***** Quoted passage *****
April 11, 2007
Some of the details of the Duke University rape
case may never be solved, but one thing is startlingly clear: Crystal
Gail Mangum, the woman who accused three college lacrosse players of
locking her in a bathroom and raping her, has had a very troubled
life.
Mangum has been identified by name publicly several
times, including by lawyers during press conferences on the case.
According to North Carolina Department of
Corrections records, she was born on July 18, 1978, to a truck driver.
She grew up the youngest of three children, not far from the house
where she claimed she was assaulted in 2006. Durham is a slow-paced
Southern town with equally large populations of black and white
residents and a history of racial tensions — including those between a
wealthy, predominantly white university community and its poorer black
neighbors.
In 1993, when she was 14 years old, Mangum claimed
to have been kidnapped by three men, driven to a house in Creedmoor,
N.C., 15 miles away from Durham, and raped. She said one of the men
was her boyfriend at the time, and was a physically and emotionally
abusive man seven years older than she was. Creedmoor Police Chief Ted
Pollard said Mangum filed a report on the incident in Aug. 18, 1996,
three years after the rapes allegedly took place. The case, however,
was not pursued, because the accuser backed away from the charges out
of fear for her life, according to her relatives.
Family members still disagree on what really
happened in 1993. The accuser's father has said he believes his
daughter was not raped or injured in that incident, while her mother
has said a rape involving three men in Creedmoor did occur, but said
it happened when her daughter was 17 or 18; Mangum's ex-husband,
Kenneth Nathanial McNeill, has said he believes the 1993 rape
accusations are true.
According to her father, the year after the alleged
Creedmoor rape, Mangum saw a psychiatrist and took prescription
medication for a year because trauma from the assault had left her
suicidal.
***** Records provided *****
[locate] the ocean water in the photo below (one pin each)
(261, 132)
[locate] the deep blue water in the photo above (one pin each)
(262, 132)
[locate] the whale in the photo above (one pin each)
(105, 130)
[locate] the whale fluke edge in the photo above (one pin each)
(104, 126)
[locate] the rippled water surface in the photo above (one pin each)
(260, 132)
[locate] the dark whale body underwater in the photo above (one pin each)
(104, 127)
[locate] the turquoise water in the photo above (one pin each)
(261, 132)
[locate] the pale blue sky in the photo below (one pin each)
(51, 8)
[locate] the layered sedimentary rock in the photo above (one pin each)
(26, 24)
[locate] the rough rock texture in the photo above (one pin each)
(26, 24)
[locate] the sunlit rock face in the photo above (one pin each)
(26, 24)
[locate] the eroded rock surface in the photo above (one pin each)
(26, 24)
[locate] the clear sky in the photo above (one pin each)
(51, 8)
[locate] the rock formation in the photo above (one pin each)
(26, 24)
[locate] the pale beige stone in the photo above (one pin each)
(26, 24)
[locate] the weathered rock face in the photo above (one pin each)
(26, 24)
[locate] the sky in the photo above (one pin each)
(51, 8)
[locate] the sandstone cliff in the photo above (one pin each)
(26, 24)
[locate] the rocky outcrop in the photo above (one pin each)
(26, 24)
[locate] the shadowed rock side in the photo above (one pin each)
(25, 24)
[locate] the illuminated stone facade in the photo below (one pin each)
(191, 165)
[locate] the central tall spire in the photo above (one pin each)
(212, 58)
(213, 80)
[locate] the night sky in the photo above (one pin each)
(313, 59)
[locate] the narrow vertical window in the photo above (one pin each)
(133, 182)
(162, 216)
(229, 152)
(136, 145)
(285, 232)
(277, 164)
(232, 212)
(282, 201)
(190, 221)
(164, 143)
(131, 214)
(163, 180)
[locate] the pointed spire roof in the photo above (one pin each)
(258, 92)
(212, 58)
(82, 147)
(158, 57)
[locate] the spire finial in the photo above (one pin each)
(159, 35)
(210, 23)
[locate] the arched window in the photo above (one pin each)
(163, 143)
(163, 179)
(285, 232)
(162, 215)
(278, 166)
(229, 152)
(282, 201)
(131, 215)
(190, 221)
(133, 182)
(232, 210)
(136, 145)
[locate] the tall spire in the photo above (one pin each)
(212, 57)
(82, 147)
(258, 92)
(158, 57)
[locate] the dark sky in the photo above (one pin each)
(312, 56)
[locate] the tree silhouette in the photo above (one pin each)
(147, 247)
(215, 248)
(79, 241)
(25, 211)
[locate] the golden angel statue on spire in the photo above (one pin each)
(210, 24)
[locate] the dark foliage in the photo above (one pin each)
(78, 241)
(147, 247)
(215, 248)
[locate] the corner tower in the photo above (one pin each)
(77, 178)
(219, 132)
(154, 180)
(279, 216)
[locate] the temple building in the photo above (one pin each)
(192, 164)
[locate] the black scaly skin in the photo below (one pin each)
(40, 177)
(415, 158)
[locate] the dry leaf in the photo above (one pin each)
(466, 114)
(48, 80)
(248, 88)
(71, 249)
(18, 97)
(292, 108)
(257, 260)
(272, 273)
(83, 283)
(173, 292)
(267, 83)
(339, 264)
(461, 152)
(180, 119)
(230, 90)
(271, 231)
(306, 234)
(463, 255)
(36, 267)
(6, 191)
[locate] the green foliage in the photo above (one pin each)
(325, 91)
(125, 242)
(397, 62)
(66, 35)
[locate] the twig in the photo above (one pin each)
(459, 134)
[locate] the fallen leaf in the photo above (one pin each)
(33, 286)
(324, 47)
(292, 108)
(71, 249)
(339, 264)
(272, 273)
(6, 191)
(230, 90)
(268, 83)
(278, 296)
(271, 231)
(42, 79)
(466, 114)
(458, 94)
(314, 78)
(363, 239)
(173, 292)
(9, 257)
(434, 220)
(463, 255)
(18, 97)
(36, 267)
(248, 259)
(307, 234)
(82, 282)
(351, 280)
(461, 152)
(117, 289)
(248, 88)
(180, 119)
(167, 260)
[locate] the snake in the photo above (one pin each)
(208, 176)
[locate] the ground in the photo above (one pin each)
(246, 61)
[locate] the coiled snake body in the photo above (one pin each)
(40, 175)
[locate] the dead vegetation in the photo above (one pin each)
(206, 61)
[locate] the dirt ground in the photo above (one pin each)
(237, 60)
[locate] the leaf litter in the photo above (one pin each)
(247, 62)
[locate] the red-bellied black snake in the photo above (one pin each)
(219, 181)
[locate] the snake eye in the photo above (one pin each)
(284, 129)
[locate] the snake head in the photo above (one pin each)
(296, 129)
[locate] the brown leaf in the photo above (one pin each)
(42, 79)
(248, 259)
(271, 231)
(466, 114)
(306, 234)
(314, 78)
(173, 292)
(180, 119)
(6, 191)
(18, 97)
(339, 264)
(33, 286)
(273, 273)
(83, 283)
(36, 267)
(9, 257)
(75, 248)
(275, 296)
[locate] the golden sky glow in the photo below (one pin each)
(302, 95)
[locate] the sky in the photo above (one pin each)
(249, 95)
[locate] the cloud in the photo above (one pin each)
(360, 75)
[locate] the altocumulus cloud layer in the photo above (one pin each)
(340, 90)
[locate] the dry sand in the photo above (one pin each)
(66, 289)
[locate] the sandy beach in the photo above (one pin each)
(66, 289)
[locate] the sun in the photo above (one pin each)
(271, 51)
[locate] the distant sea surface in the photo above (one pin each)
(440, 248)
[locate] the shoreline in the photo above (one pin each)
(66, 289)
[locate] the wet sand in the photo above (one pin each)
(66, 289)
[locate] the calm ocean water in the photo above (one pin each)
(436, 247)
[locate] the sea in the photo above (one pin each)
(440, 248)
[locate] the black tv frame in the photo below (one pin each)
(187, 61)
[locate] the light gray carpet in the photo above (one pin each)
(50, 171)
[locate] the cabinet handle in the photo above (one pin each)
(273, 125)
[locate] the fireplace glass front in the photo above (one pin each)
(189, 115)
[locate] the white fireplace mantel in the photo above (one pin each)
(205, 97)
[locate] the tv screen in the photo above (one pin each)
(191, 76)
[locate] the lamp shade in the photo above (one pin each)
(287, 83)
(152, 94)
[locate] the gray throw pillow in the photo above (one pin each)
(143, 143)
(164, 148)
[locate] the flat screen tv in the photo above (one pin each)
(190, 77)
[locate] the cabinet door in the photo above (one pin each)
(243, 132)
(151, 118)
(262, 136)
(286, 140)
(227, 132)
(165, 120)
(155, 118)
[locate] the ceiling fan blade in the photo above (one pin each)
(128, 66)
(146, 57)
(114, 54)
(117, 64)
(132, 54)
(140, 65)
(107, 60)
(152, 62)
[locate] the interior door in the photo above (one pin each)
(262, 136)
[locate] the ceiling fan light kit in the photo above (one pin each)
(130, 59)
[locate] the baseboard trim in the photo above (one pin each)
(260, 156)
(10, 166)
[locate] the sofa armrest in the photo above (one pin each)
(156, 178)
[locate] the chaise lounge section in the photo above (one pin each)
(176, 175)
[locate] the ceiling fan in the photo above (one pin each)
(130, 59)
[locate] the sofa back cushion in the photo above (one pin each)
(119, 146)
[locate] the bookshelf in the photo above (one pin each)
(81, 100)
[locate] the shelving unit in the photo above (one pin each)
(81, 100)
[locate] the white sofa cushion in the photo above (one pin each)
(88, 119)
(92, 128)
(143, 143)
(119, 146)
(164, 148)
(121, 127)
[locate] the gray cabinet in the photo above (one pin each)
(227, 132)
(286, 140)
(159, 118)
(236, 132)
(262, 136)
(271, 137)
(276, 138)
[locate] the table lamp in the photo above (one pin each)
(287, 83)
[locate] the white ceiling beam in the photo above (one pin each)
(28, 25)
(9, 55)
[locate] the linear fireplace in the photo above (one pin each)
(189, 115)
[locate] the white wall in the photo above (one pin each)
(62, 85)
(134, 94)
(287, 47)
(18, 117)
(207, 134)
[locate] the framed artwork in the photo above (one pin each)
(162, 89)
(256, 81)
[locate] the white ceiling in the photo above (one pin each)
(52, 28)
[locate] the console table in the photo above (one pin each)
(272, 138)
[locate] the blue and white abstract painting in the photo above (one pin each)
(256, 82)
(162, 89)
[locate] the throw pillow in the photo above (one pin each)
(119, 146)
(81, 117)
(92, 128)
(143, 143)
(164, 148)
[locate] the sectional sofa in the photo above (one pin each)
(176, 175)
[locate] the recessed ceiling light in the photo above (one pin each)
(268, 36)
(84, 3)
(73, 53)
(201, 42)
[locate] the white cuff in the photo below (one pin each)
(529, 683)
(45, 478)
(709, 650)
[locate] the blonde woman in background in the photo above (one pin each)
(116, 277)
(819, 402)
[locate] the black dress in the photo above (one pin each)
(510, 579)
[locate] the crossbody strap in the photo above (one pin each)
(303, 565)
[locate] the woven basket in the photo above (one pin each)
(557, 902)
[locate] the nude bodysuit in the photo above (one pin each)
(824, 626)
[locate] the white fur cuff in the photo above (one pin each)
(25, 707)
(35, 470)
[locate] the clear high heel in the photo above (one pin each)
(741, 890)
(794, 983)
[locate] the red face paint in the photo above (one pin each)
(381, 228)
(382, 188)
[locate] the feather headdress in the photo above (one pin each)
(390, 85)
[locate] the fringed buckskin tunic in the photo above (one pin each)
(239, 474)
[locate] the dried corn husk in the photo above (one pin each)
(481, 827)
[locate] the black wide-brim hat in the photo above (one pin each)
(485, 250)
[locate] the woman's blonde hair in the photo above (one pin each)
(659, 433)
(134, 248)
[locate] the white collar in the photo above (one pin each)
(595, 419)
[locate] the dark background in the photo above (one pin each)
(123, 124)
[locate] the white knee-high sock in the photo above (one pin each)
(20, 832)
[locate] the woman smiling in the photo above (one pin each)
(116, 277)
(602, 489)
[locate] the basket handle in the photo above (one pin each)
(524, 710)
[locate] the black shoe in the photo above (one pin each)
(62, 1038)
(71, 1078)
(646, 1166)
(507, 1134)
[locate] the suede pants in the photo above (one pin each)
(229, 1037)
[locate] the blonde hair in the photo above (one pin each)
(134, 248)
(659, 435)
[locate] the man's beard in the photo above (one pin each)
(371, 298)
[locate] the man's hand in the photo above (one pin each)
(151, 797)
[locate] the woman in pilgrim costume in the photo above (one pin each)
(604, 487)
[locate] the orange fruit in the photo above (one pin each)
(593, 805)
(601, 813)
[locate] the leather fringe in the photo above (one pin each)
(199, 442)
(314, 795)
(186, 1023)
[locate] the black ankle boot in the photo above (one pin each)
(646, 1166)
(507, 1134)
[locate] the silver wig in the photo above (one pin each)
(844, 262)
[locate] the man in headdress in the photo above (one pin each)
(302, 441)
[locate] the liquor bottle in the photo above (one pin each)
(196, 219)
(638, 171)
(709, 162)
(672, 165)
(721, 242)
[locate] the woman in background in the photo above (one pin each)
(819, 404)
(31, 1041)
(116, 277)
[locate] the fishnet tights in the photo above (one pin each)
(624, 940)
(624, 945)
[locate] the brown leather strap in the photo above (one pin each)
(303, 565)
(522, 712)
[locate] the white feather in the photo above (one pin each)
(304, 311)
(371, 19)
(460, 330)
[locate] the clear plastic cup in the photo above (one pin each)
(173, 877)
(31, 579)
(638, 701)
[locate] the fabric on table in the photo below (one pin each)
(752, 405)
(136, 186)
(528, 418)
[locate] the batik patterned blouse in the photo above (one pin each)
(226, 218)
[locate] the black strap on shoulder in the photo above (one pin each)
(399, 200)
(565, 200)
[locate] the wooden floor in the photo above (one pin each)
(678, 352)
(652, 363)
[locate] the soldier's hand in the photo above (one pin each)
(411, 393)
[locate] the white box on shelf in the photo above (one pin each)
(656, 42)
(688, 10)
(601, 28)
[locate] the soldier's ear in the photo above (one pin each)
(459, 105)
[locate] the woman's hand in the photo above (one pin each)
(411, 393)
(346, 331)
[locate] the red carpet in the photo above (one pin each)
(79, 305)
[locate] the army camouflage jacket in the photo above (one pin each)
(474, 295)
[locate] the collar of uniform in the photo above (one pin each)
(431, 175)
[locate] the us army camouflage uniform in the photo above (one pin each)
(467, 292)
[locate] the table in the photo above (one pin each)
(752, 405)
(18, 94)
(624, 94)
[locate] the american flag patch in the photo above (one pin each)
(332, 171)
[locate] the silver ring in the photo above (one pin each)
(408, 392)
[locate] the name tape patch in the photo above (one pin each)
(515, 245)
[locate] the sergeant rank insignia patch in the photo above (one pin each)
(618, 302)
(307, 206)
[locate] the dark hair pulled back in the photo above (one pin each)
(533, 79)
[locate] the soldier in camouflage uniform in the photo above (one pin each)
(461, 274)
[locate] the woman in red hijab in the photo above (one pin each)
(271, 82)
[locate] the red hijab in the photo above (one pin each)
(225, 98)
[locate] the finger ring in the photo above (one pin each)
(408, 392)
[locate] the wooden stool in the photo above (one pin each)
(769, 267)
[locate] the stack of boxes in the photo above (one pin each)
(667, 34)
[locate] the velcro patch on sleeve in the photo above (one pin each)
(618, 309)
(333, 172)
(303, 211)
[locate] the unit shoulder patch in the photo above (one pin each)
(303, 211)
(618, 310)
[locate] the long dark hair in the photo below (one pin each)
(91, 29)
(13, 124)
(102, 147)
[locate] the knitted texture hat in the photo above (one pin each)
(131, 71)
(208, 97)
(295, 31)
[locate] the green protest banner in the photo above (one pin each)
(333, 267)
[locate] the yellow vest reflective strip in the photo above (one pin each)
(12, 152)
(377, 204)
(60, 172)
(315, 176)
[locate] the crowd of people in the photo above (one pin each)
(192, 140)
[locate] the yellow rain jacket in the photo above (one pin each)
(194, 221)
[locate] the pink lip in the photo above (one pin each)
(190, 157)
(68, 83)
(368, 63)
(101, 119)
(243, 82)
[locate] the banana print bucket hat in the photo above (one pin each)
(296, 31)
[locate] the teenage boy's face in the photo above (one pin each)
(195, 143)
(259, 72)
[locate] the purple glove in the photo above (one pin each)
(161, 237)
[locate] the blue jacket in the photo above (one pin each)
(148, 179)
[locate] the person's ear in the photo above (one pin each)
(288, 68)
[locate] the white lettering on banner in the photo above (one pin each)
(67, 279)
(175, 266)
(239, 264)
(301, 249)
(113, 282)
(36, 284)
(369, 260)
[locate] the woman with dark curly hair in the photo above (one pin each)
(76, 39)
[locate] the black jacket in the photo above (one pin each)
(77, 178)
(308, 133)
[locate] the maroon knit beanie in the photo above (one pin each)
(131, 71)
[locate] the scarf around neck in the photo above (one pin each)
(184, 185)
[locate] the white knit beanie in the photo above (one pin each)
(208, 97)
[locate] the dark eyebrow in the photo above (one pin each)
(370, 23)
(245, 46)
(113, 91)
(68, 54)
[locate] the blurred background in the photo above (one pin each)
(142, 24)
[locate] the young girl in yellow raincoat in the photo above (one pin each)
*****
Copy out the entire article above on Crystal Gail Mangum, from its date line to the final word, without changing anything.

• [Result of the task]
April 11, 2007
Some of the details of the Duke University rape
case may never be solved, but one thing is startlingly clear: Crystal
Gail Mangum, the woman who accused three college lacrosse players of
locking her in a bathroom and raping her, has had a very troubled
life.
Mangum has been identified by name publicly several
times, including by lawyers during press conferences on the case.
According to North Carolina Department of
Corrections records, she was born on July 18, 1978, to a truck driver.
She grew up the youngest of three children, not far from the house
where she claimed she was assaulted in 2006. Durham is a slow-paced
Southern town with equally large populations of black and white
residents and a history of racial tensions — including those between a
wealthy, predominantly white university community and its poorer black
neighbors.
In 1993, when she was 14 years old, Mangum claimed
to have been kidnapped by three men, driven to a house in Creedmoor,
N.C., 15 miles away from Durham, and raped. She said one of the men
was her boyfriend at the time, and was a physically and emotionally
abusive man seven years older than she was. Creedmoor Police Chief Ted
Pollard said Mangum filed a report on the incident in Aug. 18, 1996,
three years after the rapes allegedly took place. The case, however,
was not pursued, because the accuser backed away from the charges out
of fear for her life, according to her relatives.
Family members still disagree on what really
happened in 1993. The accuser's father has said he believes his
daughter was not raped or injured in that incident, while her mother
has said a rape involving three men in Creedmoor did occur, but said
it happened when her daughter was 17 or 18; Mangum's ex-husband,
Kenneth Nathanial McNeill, has said he believes the 1993 rape
accusations are true.
According to her father, the year after the alleged
Creedmoor rape, Mangum saw a psychiatrist and took prescription
medication for a year because trauma from the assault had left her
suicidal.